--- Records to process Enclosed Below ---

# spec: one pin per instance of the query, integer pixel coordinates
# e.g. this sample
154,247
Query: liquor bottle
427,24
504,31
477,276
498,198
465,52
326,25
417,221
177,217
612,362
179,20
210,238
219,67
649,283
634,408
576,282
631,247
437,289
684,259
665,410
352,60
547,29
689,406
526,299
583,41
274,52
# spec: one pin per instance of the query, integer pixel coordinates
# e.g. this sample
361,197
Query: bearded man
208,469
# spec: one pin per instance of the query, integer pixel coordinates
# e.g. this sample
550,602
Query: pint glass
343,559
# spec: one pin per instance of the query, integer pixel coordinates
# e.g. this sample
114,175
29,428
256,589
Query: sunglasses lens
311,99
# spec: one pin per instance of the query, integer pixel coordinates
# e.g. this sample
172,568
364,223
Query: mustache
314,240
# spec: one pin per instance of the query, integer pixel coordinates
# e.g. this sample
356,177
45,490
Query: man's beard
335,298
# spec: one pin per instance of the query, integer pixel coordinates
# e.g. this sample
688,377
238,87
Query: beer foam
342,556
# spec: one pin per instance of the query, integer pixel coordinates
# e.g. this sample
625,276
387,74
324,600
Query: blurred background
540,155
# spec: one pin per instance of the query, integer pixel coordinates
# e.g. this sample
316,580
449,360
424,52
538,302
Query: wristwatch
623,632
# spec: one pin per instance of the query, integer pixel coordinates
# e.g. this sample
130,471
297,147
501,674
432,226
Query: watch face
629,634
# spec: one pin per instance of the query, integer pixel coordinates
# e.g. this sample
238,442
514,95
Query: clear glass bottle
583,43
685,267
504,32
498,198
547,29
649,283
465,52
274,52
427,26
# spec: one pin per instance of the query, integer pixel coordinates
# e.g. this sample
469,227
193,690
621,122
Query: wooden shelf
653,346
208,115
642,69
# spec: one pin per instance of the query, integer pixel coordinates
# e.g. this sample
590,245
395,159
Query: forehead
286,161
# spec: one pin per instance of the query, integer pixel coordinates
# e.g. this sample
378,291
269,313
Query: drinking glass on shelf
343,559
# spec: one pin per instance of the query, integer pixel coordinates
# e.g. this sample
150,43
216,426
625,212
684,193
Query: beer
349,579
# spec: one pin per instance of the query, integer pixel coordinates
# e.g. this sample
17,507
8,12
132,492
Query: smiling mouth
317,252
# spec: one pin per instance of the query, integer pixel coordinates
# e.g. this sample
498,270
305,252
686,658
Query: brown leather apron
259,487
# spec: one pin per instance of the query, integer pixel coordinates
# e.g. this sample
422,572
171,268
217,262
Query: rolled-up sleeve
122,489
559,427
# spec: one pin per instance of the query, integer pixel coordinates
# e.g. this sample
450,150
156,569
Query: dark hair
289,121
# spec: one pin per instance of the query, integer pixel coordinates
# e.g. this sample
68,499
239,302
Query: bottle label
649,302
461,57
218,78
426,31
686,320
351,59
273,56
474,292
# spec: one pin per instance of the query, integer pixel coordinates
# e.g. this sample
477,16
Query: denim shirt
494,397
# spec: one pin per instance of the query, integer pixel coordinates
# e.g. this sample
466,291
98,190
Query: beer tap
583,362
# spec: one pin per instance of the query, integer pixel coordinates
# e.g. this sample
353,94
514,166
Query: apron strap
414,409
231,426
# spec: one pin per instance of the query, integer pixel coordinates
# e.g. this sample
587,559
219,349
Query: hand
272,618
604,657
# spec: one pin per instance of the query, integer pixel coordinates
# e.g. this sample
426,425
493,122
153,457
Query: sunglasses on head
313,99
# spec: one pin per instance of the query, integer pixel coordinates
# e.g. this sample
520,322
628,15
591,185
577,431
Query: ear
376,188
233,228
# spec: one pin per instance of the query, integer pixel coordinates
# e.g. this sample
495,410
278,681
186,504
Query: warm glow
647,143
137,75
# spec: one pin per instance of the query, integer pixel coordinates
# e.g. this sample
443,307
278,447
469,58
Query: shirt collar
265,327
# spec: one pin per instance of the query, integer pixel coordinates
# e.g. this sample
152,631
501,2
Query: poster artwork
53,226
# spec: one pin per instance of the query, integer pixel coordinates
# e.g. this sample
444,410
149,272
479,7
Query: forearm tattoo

--- End of Enclosed Records to process ---

Work item
Only the lines from the one with "Query: poster artwork" through the last line of the records belong in the answer, each copied exactly.

Answer section
Query: poster artwork
53,226
# spec: one pin per instance of the query, integer pixel coordinates
# e.g. this sample
444,410
149,272
479,7
Query: forearm tattoo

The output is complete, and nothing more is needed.